Written problem
Please list the five kinds of artifacts that the chronicler text below says are created in the process of exploring data.

Document excerpt
In lbartnik/chronicler: Binary History for R

library(knitr)

knitr::opts_chunk$set(collapse = TRUE, comment = "#>", prompt = FALSE, echo = TRUE)

Introduction & Goals

In data exploration, the goal is understanding which can be later turned into decisions. In the process of exploring data, numerous artifacts are created: plots, models, derived data sets, tables, printouts. They serve two general purposes: as intermediate steps towards a certain end goal and as a means of communication to external parties. The success of the exploration depends to a certain extent on the ability to filter, organize, preserve and search through those artifacts. The key aspect of artifacts in their lineage[^lineage], that is, the sequence of preceding artifacts (ancestors) which often forms a sequence of transforms leading from the source ("raw") data set to the given artifact. The ability to track the complete path of origin of an artifact and thus prove its correctness is is at the center of reproducible research.

Artifacts need to be catalogued which imposes certain overhead and, if not done systematically, might leave gaps in the lineage and in some cases prevent reproducibility. In other cases it might slows down the research or add extra work of recreating the missing steps.

Short-term goal is to improve the recall[^recall], that is, the ability to understand the significance of a research artifact. Each artifact produced in an R session is persisted in the filesystem along with pointers to all its immediate parent artifacts. The full tree of origin of each artifact can be produced upon request to support the recall.

In Plot 1, artifacts are created in the Exploration loop and include data sets, code, plots, models, printouts, etc. Information about parents describes the lineage (also called provenance[^provenance]) of each artifact. The need for recall may arise in either step of the Exploration loop as well as in the Communicate. Whenever there is a gap in the documentation of the analysis, such artifact repository will be particularly handy.

Dataset content
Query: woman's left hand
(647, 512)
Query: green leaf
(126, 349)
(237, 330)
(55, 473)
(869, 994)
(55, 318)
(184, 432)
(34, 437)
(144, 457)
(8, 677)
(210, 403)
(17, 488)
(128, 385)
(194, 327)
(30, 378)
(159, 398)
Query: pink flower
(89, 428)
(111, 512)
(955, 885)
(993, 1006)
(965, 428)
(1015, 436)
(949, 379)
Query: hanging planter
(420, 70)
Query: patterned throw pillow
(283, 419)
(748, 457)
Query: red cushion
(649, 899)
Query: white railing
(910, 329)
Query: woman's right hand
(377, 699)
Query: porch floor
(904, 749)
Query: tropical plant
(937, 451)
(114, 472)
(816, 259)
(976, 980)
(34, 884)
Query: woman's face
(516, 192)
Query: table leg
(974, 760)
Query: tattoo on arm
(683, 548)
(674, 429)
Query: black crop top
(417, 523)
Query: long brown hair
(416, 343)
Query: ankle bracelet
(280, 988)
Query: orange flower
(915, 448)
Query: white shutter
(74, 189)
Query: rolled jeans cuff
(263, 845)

Problem solution
plots, models, derived data sets, tables, printouts